(Extracted records)
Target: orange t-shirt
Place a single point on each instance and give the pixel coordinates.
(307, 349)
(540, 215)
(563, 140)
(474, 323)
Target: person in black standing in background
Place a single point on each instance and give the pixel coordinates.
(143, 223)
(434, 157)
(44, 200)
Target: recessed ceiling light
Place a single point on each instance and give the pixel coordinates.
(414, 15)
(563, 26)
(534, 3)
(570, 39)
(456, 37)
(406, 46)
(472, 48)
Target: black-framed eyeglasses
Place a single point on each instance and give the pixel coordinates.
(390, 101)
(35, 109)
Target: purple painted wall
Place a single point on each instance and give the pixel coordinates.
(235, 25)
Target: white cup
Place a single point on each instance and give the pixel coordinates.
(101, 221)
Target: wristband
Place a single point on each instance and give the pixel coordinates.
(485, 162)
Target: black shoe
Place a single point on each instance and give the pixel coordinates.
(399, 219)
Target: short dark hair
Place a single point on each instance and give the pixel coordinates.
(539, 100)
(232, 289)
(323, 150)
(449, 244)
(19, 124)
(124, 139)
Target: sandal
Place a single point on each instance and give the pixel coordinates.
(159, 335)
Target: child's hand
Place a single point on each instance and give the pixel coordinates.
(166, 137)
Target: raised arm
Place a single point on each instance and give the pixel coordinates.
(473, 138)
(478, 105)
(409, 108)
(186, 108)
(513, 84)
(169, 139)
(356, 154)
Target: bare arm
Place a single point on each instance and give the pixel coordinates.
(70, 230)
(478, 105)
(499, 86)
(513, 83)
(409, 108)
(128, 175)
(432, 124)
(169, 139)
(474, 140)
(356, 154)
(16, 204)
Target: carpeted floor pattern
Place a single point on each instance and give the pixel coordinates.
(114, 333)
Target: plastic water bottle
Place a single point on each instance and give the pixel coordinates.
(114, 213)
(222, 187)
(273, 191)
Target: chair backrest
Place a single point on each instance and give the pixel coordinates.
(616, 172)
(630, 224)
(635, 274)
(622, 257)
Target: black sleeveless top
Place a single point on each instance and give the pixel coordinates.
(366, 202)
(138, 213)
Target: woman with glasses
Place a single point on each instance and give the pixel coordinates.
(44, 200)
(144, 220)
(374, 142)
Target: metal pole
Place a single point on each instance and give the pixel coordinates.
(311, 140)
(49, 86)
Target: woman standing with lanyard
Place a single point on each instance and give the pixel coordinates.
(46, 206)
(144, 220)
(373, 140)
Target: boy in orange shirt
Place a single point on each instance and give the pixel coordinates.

THE PROBLEM: Only the lines from the one containing "Target: child's hand" through the end of the entries above belong in the answer; repeat them exactly.

RESULT FOR THIS TASK:
Target: child's hand
Place a single point on each instance and give the pixel coordinates.
(166, 137)
Target: raised arm
Place a single point on each instance and give the pixel coordinates.
(473, 138)
(478, 105)
(409, 108)
(186, 108)
(513, 84)
(169, 139)
(356, 154)
Target: bare arm
Place a single point on each instance and give the pixel coordinates.
(70, 230)
(478, 105)
(499, 86)
(513, 83)
(409, 108)
(128, 175)
(432, 124)
(169, 139)
(474, 140)
(356, 154)
(16, 204)
Target: carpeted floor pattern
Place a single point on each instance and give the pixel coordinates.
(114, 333)
Target: plastic water bottle
Place a single point on each instance and give the pixel coordinates.
(114, 213)
(222, 187)
(273, 191)
Target: chair backrest
Place a single point on each instance and give the pixel coordinates.
(616, 172)
(630, 224)
(635, 274)
(622, 257)
Target: black sleeveless top
Place a single point on each instance and give the pixel coordinates.
(366, 202)
(138, 213)
Target: woman with glasses
Place a single point on each instance and give the pixel coordinates.
(44, 200)
(144, 220)
(374, 142)
Target: metal pole
Place a single point on each instance and give the pixel coordinates.
(311, 140)
(49, 86)
Target: woman standing with lanyard
Place a single point on each instance and give the pixel coordinates.
(46, 206)
(144, 220)
(373, 140)
Target: boy in orange shirt
Place a single point on each instance and give the pixel coordinates.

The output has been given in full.